- [Task description]:
Recast the entries below as a Markdown table with the columns Number and Content, one row per line and blank lines omitted. Start at the first line of the entries and end at the line containing "56L158 19L128 30L138", including both.

— Begin —

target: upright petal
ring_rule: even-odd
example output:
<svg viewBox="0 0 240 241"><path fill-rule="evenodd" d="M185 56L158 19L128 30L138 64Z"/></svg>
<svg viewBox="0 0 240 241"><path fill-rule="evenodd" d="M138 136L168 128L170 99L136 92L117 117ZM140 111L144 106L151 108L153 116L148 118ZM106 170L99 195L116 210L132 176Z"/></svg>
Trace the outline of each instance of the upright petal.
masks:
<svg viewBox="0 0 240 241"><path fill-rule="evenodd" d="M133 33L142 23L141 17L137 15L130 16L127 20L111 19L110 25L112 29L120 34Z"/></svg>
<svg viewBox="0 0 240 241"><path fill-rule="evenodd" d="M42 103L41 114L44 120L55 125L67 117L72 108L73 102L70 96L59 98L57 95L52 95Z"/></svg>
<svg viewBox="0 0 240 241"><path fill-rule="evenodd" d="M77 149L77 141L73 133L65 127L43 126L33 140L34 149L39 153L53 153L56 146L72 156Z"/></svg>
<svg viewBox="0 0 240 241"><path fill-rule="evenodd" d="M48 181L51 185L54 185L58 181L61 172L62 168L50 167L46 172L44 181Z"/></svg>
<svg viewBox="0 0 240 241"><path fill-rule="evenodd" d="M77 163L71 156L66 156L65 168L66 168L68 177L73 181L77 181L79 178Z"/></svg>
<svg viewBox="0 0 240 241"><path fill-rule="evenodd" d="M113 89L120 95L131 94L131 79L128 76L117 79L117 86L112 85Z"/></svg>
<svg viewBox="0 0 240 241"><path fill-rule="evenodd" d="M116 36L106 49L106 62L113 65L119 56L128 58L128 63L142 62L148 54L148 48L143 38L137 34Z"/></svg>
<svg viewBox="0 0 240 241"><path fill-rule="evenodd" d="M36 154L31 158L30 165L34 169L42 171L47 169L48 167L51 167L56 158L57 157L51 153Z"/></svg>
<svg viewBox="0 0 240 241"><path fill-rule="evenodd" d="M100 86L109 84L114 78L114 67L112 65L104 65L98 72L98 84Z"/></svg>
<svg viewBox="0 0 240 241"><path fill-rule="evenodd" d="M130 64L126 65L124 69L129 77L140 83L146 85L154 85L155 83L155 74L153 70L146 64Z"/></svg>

— End —

- [Output]:
| Number | Content |
|---|---|
| 1 | target: upright petal |
| 2 | ring_rule: even-odd |
| 3 | example output: |
| 4 | <svg viewBox="0 0 240 241"><path fill-rule="evenodd" d="M185 56L158 19L128 30L138 64Z"/></svg> |